━━ Input data

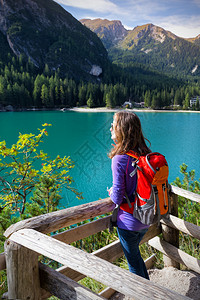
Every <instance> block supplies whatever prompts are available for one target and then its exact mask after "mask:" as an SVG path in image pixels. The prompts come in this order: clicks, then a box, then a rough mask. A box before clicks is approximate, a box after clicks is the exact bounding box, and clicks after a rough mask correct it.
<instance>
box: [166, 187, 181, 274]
mask: <svg viewBox="0 0 200 300" xmlns="http://www.w3.org/2000/svg"><path fill="white" fill-rule="evenodd" d="M170 202H171V214H172V215H173V216H176V217H178V195H175V194H172V193H170ZM162 234H163V239H164V240H165V241H166V242H168V243H170V244H172V245H173V246H175V247H177V248H179V231H178V230H177V229H174V228H171V227H169V226H167V225H164V224H162ZM163 261H164V266H165V267H174V268H177V269H180V264H179V263H178V262H176V261H175V260H173V259H171V258H169V257H168V256H166V255H163Z"/></svg>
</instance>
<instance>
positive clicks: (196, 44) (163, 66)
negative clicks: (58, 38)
mask: <svg viewBox="0 0 200 300" xmlns="http://www.w3.org/2000/svg"><path fill="white" fill-rule="evenodd" d="M80 22H82V24H84V25H85V26H87V27H88V28H90V29H91V30H92V31H94V32H95V33H96V34H97V35H98V36H99V38H100V39H101V40H102V42H103V44H104V46H105V47H106V49H107V50H108V53H109V56H110V58H111V60H112V61H113V62H116V63H123V64H124V63H125V64H127V63H128V64H129V63H132V62H134V63H140V64H144V65H145V66H147V65H149V67H150V68H153V69H155V70H157V71H161V72H164V73H168V74H172V75H175V76H180V77H182V76H200V35H198V36H197V37H195V38H189V39H185V38H180V37H178V36H177V35H175V34H173V33H172V32H170V31H167V30H165V29H163V28H162V27H159V26H155V25H153V24H145V25H142V26H137V27H135V28H134V29H133V30H127V29H125V27H124V26H123V25H122V23H121V21H118V20H114V21H109V20H101V19H94V20H90V19H82V20H80Z"/></svg>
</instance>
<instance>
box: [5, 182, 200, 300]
mask: <svg viewBox="0 0 200 300" xmlns="http://www.w3.org/2000/svg"><path fill="white" fill-rule="evenodd" d="M178 195H180V196H182V197H185V198H186V199H189V200H191V201H195V202H197V203H200V195H198V194H194V193H192V192H189V191H185V190H183V189H180V188H178V187H174V186H172V194H171V197H172V202H173V205H172V209H173V214H174V215H170V216H169V218H168V219H166V218H164V219H162V220H161V227H158V226H157V224H154V225H152V226H150V228H149V230H148V232H147V233H146V235H145V236H144V238H143V240H142V241H141V243H144V242H147V241H149V244H150V245H151V246H152V247H154V248H156V249H157V250H159V251H161V252H162V253H164V255H166V258H167V259H168V262H167V264H169V265H170V263H169V262H172V263H173V262H174V263H176V262H177V263H181V264H185V265H186V266H187V267H189V268H190V269H192V270H194V271H195V272H198V273H200V261H199V260H197V259H195V258H193V257H191V256H189V255H188V254H186V253H184V252H183V251H180V250H179V249H178V244H177V241H178V233H179V231H182V232H184V233H186V234H189V235H190V236H192V237H195V238H197V239H199V240H200V227H199V226H196V225H194V224H191V223H189V222H186V221H184V220H181V219H179V218H177V212H178V210H177V209H178V206H177V199H178V198H177V197H178ZM112 210H113V203H112V201H111V200H110V198H106V199H103V200H98V201H95V202H92V203H87V204H83V205H80V206H76V207H72V208H67V209H64V210H60V211H56V212H53V213H49V214H46V215H41V216H38V217H34V218H31V219H27V220H23V221H20V222H18V223H16V224H13V225H12V226H10V227H9V228H8V229H7V230H6V232H5V236H6V237H7V238H8V240H7V241H6V244H5V249H6V251H5V252H6V256H7V259H6V260H7V270H8V282H10V286H11V287H12V288H10V291H9V293H10V295H9V299H12V297H11V296H13V295H14V294H15V295H16V293H18V292H19V293H18V294H17V295H18V296H19V294H20V293H21V296H23V295H25V294H27V293H28V294H29V295H30V294H31V293H30V292H29V290H28V289H27V291H26V290H25V288H23V282H24V280H25V281H26V282H28V285H29V284H30V289H34V295H33V296H32V298H30V299H40V298H39V297H41V299H45V298H47V297H49V296H50V293H52V294H54V295H55V296H56V295H57V297H60V295H63V297H64V295H67V294H68V293H71V294H70V295H71V296H70V297H71V298H70V299H81V300H82V299H91V300H94V299H103V298H102V297H106V298H108V296H109V295H111V294H112V293H113V292H114V291H115V290H116V291H119V292H121V293H123V294H125V295H127V296H130V297H131V296H133V295H134V299H139V298H140V299H175V298H174V297H176V299H188V298H187V297H183V296H180V295H178V294H176V293H173V292H170V293H171V294H170V293H167V294H166V291H165V289H162V288H161V287H159V286H157V285H154V284H152V283H149V282H146V280H145V282H144V283H143V280H144V279H143V278H142V279H141V278H140V277H139V279H138V277H137V276H136V275H134V276H136V277H137V280H136V278H134V276H133V278H132V275H133V274H131V273H130V272H128V273H127V272H126V271H125V270H121V269H120V270H119V268H118V267H116V266H113V265H111V264H110V263H109V262H113V261H114V260H116V259H117V258H119V257H121V256H122V255H123V251H122V248H121V245H120V242H119V240H116V241H115V242H113V243H111V244H110V245H107V246H105V247H103V248H101V249H99V250H97V251H95V252H93V253H92V254H87V253H85V252H83V251H81V250H79V249H76V248H74V247H72V246H70V245H66V244H70V243H72V242H75V241H77V240H80V239H83V238H85V237H88V236H90V235H93V234H95V233H97V232H100V231H102V230H105V229H107V228H108V226H109V221H110V216H106V217H105V216H104V217H101V218H99V219H97V220H95V221H92V222H88V223H85V224H83V225H80V226H77V227H75V228H71V229H69V230H66V231H64V232H61V233H57V234H54V235H52V236H51V237H49V236H46V235H45V234H44V233H52V232H56V231H57V230H59V229H61V228H64V227H68V226H71V225H74V224H77V223H79V222H82V221H85V220H88V219H91V218H95V217H97V216H101V215H105V214H106V213H108V212H111V211H112ZM161 232H162V233H163V238H164V241H163V240H161V239H159V238H158V237H157V235H159V234H160V233H161ZM35 238H36V239H35ZM63 242H64V243H63ZM44 243H47V244H46V245H44ZM171 244H172V245H171ZM34 245H35V246H34ZM64 245H65V246H64ZM48 247H49V248H48ZM63 249H65V251H66V253H68V255H70V256H68V258H69V257H70V259H68V261H67V254H66V255H65V254H64V250H63ZM72 249H73V250H72ZM59 251H60V252H59ZM77 251H78V252H77ZM79 251H81V252H79ZM72 252H74V257H73V263H71V262H70V260H71V254H72ZM38 253H40V254H43V255H46V256H47V257H49V258H50V259H53V260H55V261H58V262H60V263H62V264H63V266H62V267H61V268H59V269H57V270H56V271H55V270H49V268H47V267H45V266H43V265H42V264H39V267H38ZM83 253H84V254H83ZM78 254H79V256H80V257H79V258H78ZM56 255H57V258H56ZM84 255H85V256H84ZM22 257H23V258H25V262H24V261H23V262H22ZM62 259H63V260H62ZM83 259H86V262H84V264H85V263H86V265H87V263H88V265H87V267H86V265H84V266H85V267H84V266H83V265H82V262H81V263H80V265H79V261H82V260H83ZM99 259H100V261H99ZM101 259H103V262H104V267H102V262H101ZM152 260H153V257H152V258H150V259H149V261H150V263H152ZM75 261H76V264H75ZM20 263H21V265H23V268H24V266H25V270H26V271H25V272H24V270H22V267H21V266H20ZM147 263H148V262H147ZM93 264H94V266H95V264H97V269H96V273H95V267H94V266H93ZM107 264H109V265H107ZM16 265H17V267H16ZM13 266H15V267H14V268H13ZM5 267H6V263H5V253H1V254H0V270H3V269H5ZM107 267H108V270H111V271H112V272H118V274H121V275H120V276H123V277H124V278H125V282H127V285H126V284H125V285H124V281H123V286H122V287H121V286H120V287H118V283H119V277H118V275H116V274H112V275H110V274H109V275H108V274H105V273H106V269H105V268H107ZM115 268H118V269H115ZM117 270H118V271H117ZM124 271H125V273H124ZM22 272H24V273H23V274H22ZM27 272H28V276H26V273H27ZM93 272H94V274H93ZM29 273H30V274H29ZM31 273H32V274H31ZM39 273H40V274H43V275H44V274H45V275H44V276H42V277H43V278H46V279H45V280H43V281H41V280H40V279H39V275H38V274H39ZM100 273H101V274H100ZM92 274H93V275H92ZM97 274H98V275H97ZM102 274H103V275H102ZM36 275H37V276H38V277H37V276H36ZM64 275H65V276H67V277H63V276H64ZM35 276H36V277H37V280H33V277H35ZM85 276H90V277H92V278H94V279H96V280H98V281H100V282H102V283H104V284H106V285H108V286H109V287H108V288H107V289H106V290H105V291H103V292H102V293H101V295H95V294H94V293H91V291H89V290H87V289H85V288H82V287H81V286H80V285H79V284H78V283H76V281H78V280H80V279H82V278H84V277H85ZM109 276H110V280H109V278H108V277H109ZM126 276H128V277H127V278H130V281H131V284H133V286H134V288H133V289H134V292H133V290H132V288H131V289H130V287H128V279H127V278H126ZM42 277H41V278H42ZM104 277H105V278H104ZM48 278H51V280H52V282H54V283H56V284H55V285H56V286H57V287H59V288H58V289H56V288H55V285H49V279H48ZM126 280H127V281H126ZM32 281H34V287H33V286H32V287H31V284H32V283H31V282H32ZM105 281H106V282H105ZM111 281H113V282H114V283H113V284H111ZM136 281H137V284H136ZM11 282H12V284H11ZM20 282H21V285H20ZM143 284H144V285H145V289H146V291H145V290H143V289H142V287H141V286H142V285H143ZM133 286H132V287H133ZM41 287H43V288H44V289H45V287H46V289H48V291H45V290H44V289H41ZM66 287H67V288H66ZM135 290H137V291H138V294H137V293H136V295H135ZM147 290H148V291H149V293H148V296H147ZM168 292H169V291H168ZM144 294H146V298H145V297H143V295H144ZM177 295H178V297H179V298H178V297H177ZM23 297H24V296H23ZM23 297H22V298H21V299H25V298H23ZM66 297H67V296H66ZM66 297H65V298H64V299H66ZM84 297H85V298H84ZM95 297H96V298H95ZM162 297H163V298H162ZM13 299H14V298H13ZM60 299H62V298H60Z"/></svg>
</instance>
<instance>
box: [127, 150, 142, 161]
mask: <svg viewBox="0 0 200 300" xmlns="http://www.w3.org/2000/svg"><path fill="white" fill-rule="evenodd" d="M126 154H127V155H129V156H131V157H134V158H136V159H138V158H139V155H138V154H137V153H136V152H135V151H133V150H129V151H128V152H126Z"/></svg>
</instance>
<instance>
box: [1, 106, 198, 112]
mask: <svg viewBox="0 0 200 300" xmlns="http://www.w3.org/2000/svg"><path fill="white" fill-rule="evenodd" d="M25 111H27V112H31V111H61V112H66V111H74V112H81V113H82V112H83V113H102V112H103V113H108V112H110V113H115V112H118V111H130V112H135V113H137V112H144V113H145V112H147V113H200V111H198V110H197V111H196V110H170V109H150V108H132V109H131V108H106V107H95V108H89V107H71V108H65V107H63V108H34V109H33V108H26V109H12V110H0V113H1V112H25Z"/></svg>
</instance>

━━━━

• _Problem to solve_: Only lines belong in the copy: transcribe those from the start of the data through the line that contains "positive clicks: (196, 44) (163, 66)", and skip the pictures.

• _Exercise answer_:
Every <instance> block supplies whatever prompts are available for one target and then its exact mask after "mask:" as an SVG path in image pixels. The prompts come in this order: clicks, then a box, then a rough mask. A box before clicks is approximate, a box after clicks is the exact bounding box, and clicks after a rough mask correct it.
<instance>
box: [166, 187, 181, 274]
mask: <svg viewBox="0 0 200 300" xmlns="http://www.w3.org/2000/svg"><path fill="white" fill-rule="evenodd" d="M170 202H171V214H172V215H173V216H176V217H178V195H175V194H172V193H170ZM162 234H163V239H164V240H165V241H166V242H168V243H170V244H172V245H173V246H175V247H177V248H179V231H178V230H177V229H174V228H171V227H169V226H167V225H164V224H162ZM163 261H164V266H165V267H174V268H177V269H180V264H179V263H178V262H176V261H175V260H173V259H171V258H169V257H168V256H166V255H163Z"/></svg>
</instance>
<instance>
positive clicks: (196, 44) (163, 66)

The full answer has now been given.